## Directions
Once the line containing "plant visible in the scene." is found, copy that line and all remaining lines of the records exactly, including the last one, and add nothing.

#### Material shown

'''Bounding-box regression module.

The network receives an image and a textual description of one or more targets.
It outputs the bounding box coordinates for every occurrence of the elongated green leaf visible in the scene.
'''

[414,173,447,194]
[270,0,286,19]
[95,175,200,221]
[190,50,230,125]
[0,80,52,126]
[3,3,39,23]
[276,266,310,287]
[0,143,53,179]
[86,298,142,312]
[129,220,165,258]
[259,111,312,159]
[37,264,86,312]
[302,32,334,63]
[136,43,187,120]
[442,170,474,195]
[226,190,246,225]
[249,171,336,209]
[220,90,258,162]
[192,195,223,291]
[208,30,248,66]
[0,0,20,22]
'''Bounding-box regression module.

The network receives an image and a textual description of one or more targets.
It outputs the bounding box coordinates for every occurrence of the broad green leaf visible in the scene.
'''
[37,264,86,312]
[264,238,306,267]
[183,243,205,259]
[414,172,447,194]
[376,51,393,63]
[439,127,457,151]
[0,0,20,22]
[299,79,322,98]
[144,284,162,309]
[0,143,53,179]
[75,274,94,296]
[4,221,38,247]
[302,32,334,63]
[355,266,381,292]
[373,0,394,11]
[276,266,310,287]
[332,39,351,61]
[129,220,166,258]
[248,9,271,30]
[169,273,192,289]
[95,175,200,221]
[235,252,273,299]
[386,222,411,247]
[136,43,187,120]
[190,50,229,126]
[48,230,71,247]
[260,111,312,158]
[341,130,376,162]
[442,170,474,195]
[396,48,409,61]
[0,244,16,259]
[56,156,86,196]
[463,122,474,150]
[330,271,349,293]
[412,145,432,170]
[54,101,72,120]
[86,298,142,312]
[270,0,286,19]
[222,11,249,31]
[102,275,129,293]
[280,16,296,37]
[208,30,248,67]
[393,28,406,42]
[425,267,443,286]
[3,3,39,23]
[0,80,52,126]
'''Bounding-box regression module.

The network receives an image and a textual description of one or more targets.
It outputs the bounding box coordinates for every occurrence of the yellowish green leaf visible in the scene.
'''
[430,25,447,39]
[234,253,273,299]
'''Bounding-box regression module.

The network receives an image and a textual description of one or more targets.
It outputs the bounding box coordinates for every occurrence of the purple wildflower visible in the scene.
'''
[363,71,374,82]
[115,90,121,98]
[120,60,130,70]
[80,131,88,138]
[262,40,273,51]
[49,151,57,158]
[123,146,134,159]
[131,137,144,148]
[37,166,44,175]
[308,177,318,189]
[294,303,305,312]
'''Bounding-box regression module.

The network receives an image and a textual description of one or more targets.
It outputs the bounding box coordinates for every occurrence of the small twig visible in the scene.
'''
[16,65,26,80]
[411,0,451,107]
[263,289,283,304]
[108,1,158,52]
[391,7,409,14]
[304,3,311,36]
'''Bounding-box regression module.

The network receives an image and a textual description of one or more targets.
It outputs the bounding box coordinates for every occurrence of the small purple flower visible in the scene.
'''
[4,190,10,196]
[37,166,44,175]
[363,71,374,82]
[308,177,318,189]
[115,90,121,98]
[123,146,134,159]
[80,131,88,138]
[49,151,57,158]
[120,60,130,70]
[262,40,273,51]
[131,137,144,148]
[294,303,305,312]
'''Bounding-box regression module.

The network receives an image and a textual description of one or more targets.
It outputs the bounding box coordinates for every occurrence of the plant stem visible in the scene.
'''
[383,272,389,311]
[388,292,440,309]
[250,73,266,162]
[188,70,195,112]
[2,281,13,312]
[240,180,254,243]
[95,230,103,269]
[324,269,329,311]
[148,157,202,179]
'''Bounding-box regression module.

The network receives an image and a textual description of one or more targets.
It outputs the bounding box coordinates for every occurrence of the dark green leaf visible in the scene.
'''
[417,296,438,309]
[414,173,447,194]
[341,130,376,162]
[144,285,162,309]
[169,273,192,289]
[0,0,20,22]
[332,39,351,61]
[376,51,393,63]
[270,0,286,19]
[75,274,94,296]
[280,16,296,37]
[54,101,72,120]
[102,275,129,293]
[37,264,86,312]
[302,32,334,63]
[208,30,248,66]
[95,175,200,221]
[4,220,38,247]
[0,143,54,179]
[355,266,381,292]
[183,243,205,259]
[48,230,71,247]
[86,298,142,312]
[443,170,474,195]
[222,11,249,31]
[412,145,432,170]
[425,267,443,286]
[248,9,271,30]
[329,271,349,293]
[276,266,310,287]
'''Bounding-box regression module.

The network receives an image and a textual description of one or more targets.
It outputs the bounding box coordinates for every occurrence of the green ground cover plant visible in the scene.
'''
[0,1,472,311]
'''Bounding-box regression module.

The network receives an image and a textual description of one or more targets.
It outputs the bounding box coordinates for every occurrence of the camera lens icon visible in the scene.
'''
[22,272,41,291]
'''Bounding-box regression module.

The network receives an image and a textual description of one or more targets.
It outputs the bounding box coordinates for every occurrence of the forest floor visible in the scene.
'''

########

## Result for this task
It outputs the bounding box coordinates for every occurrence of the green ground cover plant visible in the scene.
'''
[0,1,472,311]
'''Bounding-box regression module.

The network receives an image and a textual description of one or more targets.
It outputs the bounding box coordinates for every occurrence of the camera lens icon visible in the scene.
'''
[22,272,41,291]
'''Bounding-box regression module.

The network receives an image and a textual description of one or more targets.
It outputs the bounding box coordinates for every occurrence of the forest floor visible in the scene.
'''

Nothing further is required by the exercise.